• **Directions**
Copy all lines of the listing that include the string "sofa".

• **Source material**
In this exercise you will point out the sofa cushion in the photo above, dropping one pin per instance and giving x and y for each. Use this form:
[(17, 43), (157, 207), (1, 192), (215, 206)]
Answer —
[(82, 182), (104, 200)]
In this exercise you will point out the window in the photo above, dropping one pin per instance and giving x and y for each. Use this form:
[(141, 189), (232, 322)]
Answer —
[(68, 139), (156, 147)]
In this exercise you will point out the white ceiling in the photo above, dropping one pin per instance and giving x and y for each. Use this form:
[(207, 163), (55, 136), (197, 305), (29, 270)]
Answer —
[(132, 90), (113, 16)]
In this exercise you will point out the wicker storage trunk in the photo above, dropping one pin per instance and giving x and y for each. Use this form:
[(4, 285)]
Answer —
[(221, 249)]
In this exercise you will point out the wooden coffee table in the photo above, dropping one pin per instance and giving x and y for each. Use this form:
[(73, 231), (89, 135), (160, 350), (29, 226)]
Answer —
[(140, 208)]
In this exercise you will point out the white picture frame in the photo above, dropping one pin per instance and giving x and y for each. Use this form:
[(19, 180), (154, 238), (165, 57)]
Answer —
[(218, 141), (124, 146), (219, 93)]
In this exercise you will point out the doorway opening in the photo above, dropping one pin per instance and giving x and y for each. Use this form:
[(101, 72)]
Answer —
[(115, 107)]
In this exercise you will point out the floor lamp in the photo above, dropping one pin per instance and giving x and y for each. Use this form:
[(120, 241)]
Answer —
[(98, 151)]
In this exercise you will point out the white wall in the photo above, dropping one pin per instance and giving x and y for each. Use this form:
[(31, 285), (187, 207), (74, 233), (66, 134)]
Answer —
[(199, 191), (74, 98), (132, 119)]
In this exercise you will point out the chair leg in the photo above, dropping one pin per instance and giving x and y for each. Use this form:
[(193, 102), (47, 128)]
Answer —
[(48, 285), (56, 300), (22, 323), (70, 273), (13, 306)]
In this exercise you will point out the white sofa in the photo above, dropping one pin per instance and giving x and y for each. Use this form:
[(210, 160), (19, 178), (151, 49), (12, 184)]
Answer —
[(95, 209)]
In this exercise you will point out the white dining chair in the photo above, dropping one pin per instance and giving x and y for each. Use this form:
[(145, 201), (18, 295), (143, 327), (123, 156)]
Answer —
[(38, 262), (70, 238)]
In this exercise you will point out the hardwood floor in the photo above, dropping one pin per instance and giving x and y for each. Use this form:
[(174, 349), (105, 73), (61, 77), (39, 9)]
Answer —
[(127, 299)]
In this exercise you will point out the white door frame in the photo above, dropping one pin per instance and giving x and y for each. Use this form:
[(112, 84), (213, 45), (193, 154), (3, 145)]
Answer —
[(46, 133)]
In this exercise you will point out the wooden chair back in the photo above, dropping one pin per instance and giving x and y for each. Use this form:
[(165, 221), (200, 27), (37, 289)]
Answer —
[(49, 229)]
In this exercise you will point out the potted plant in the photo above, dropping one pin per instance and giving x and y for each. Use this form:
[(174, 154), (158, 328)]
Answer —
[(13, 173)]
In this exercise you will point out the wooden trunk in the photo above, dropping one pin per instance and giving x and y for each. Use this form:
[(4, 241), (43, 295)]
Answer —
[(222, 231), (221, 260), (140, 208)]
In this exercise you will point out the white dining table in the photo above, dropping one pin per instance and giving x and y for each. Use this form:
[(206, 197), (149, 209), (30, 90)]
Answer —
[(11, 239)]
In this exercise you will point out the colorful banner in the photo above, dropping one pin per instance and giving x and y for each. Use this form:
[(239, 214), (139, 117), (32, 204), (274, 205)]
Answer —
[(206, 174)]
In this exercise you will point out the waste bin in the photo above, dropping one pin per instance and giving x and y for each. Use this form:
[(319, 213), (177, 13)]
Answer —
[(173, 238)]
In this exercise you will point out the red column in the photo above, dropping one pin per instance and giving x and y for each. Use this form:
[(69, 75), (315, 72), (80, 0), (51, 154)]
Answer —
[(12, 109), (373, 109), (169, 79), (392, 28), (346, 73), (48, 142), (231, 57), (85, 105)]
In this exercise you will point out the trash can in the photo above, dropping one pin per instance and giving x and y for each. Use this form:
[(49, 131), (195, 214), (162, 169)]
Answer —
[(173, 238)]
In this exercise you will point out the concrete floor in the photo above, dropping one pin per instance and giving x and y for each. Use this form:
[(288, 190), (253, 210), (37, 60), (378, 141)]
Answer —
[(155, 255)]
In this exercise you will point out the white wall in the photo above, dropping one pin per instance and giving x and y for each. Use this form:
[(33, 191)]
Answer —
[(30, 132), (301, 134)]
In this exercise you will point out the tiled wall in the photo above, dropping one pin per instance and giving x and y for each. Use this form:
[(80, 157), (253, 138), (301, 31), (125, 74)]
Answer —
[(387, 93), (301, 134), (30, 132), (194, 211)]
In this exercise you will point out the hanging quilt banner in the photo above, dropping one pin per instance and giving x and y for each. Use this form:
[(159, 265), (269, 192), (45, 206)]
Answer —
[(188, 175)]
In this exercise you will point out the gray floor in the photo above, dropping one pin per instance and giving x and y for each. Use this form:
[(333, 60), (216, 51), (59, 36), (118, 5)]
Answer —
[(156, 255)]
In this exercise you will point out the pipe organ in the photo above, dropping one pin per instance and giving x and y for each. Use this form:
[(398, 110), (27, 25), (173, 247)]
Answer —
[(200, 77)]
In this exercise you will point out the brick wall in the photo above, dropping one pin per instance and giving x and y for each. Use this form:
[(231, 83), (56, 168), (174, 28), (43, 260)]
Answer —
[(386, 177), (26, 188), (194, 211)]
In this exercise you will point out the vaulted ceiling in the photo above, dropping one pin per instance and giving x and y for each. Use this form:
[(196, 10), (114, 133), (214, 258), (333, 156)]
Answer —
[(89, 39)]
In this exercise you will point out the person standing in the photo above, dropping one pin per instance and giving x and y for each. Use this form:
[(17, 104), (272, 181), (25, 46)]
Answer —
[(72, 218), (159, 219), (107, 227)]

• **Solution**
In this exercise you will point out the sofa cushion in the photo above, dropping one pin per instance and giving x and y for each. Use this form:
In this exercise you will point out the white sofa in the photo above, dropping one pin per instance and giving x and y for each. Use this form:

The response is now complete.